═══ Entries shown

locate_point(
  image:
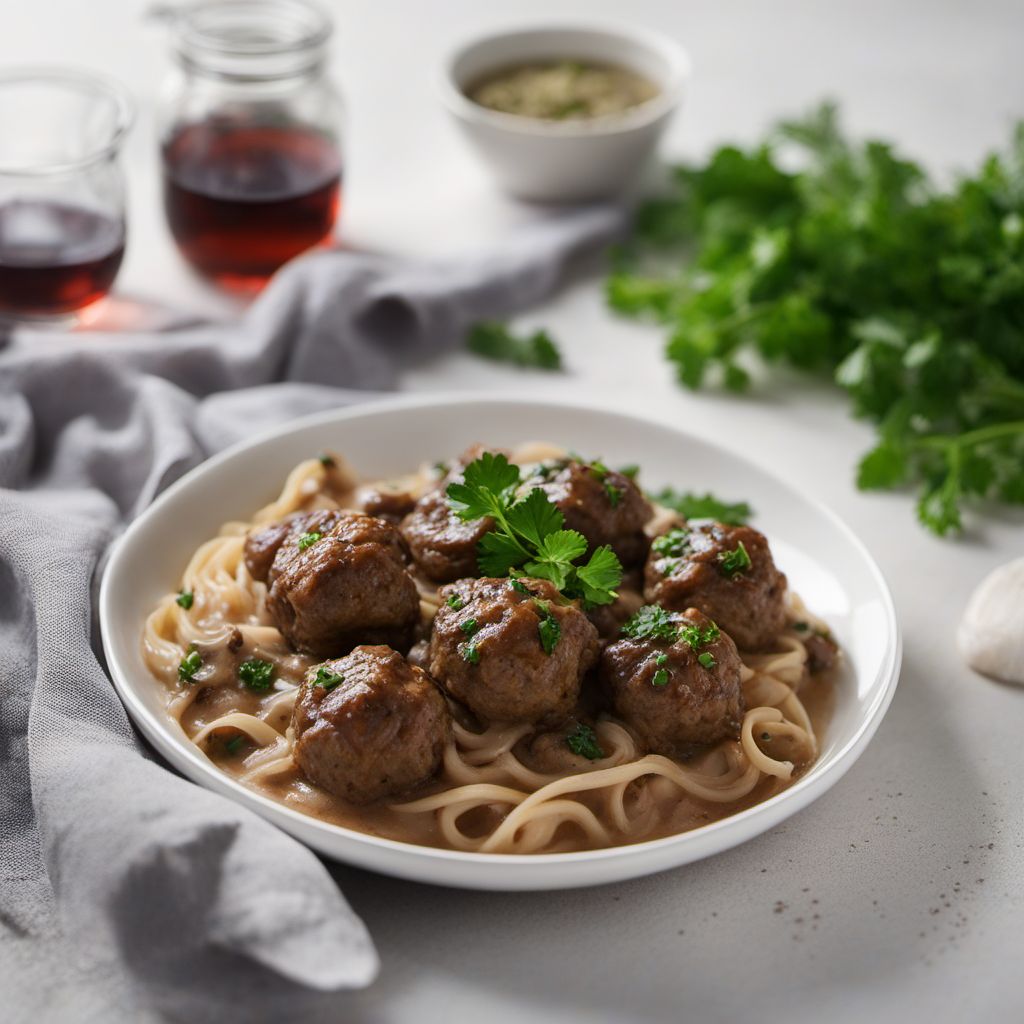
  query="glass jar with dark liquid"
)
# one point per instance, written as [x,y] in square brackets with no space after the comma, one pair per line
[250,140]
[61,193]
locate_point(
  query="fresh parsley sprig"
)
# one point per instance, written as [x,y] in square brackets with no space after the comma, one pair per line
[842,258]
[495,341]
[529,537]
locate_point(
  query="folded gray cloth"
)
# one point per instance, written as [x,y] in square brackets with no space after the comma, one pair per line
[128,892]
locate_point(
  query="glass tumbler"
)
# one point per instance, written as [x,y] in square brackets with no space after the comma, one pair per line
[61,192]
[250,136]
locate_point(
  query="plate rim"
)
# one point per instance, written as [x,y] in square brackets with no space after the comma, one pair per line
[748,823]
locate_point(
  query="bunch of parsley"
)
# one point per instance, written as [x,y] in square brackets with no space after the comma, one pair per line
[843,258]
[529,537]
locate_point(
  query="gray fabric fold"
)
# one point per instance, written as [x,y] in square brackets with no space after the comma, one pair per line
[128,893]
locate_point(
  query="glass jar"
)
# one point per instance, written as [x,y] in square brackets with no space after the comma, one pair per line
[250,133]
[61,193]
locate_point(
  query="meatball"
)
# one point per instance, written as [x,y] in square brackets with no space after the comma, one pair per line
[268,550]
[727,572]
[369,725]
[385,502]
[606,507]
[348,587]
[677,694]
[511,650]
[443,547]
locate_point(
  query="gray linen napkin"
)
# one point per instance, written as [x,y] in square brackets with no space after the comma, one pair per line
[127,891]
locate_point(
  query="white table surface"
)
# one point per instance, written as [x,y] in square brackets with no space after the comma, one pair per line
[899,896]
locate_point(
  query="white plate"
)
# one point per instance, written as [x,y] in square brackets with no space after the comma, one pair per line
[825,563]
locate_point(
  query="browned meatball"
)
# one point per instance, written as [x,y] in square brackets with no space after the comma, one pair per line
[677,694]
[606,507]
[511,651]
[385,502]
[369,725]
[350,586]
[727,572]
[442,546]
[268,550]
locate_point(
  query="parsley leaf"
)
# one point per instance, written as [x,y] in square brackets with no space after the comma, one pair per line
[528,537]
[583,741]
[496,342]
[692,506]
[841,258]
[256,674]
[735,561]
[190,664]
[328,678]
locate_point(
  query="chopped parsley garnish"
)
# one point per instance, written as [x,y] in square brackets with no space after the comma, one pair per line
[328,678]
[651,623]
[583,741]
[495,341]
[696,637]
[190,664]
[549,628]
[735,561]
[693,506]
[528,537]
[675,544]
[256,674]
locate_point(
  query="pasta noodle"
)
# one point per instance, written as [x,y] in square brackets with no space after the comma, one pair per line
[486,798]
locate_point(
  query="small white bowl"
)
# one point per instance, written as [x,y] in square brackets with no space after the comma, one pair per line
[570,161]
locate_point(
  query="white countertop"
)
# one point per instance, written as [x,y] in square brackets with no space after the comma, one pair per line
[898,896]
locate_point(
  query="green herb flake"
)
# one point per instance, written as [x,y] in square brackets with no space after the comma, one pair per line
[696,637]
[583,741]
[675,544]
[493,340]
[693,506]
[328,678]
[736,561]
[256,674]
[651,623]
[190,664]
[549,628]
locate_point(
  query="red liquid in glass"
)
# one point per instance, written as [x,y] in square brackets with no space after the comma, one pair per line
[55,258]
[242,201]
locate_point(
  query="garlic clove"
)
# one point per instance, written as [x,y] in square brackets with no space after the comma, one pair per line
[991,633]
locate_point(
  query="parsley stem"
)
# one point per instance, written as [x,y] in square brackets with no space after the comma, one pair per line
[980,436]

══════

■ Set task:
Gather every line of the listing above that contains the string "meatball", matching case exactly.

■ Output for this exercise:
  query="meatball"
  query="browned meatball"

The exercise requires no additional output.